### Problem details
Exact copies of the lines from the line containing "Target: green grass" through the last line of the entries below are the whole answer.

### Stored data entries

╔══

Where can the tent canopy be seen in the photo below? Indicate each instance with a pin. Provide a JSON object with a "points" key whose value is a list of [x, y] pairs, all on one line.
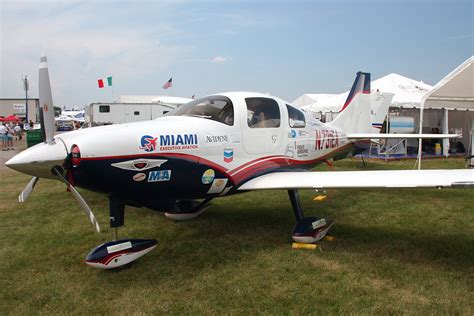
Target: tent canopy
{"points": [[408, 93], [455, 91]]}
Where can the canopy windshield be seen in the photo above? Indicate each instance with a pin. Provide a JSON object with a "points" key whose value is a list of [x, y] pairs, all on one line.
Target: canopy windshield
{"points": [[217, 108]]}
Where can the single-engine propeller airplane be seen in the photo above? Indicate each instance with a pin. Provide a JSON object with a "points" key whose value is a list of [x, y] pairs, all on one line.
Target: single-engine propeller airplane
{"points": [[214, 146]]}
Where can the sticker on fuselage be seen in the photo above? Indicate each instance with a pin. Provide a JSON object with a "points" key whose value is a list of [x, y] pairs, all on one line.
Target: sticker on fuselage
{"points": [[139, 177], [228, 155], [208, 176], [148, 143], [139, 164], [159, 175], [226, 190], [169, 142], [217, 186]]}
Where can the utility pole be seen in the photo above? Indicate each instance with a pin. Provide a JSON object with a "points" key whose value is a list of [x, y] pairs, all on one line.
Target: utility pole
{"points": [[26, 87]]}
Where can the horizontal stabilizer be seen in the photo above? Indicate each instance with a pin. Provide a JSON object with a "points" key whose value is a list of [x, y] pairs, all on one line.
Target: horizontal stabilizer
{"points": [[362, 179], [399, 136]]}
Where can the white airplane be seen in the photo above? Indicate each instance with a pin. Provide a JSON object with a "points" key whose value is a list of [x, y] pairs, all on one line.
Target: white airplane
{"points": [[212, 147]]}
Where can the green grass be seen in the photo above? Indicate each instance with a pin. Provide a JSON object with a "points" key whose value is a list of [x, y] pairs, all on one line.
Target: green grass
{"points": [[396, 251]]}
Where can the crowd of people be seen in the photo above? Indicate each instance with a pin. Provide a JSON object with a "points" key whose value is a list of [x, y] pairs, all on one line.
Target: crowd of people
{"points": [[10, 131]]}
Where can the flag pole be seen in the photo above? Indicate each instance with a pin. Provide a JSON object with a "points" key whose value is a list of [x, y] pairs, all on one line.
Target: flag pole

╚══

### Output for this exercise
Target: green grass
{"points": [[396, 251]]}
Where can the crowd of people be seen in the photo above? Indicate each instance with a pin. Provide a JSON object with a "points" key whose value is a list of [x, y] pairs, all on one line.
Target: crowd of people
{"points": [[10, 131]]}
Where can the flag pole be seen in the photo above? Indicate each instance with a pin. Provide a JSON object with a "points" key whose value is a list of [x, y] pairs, all on one line.
Target: flag pole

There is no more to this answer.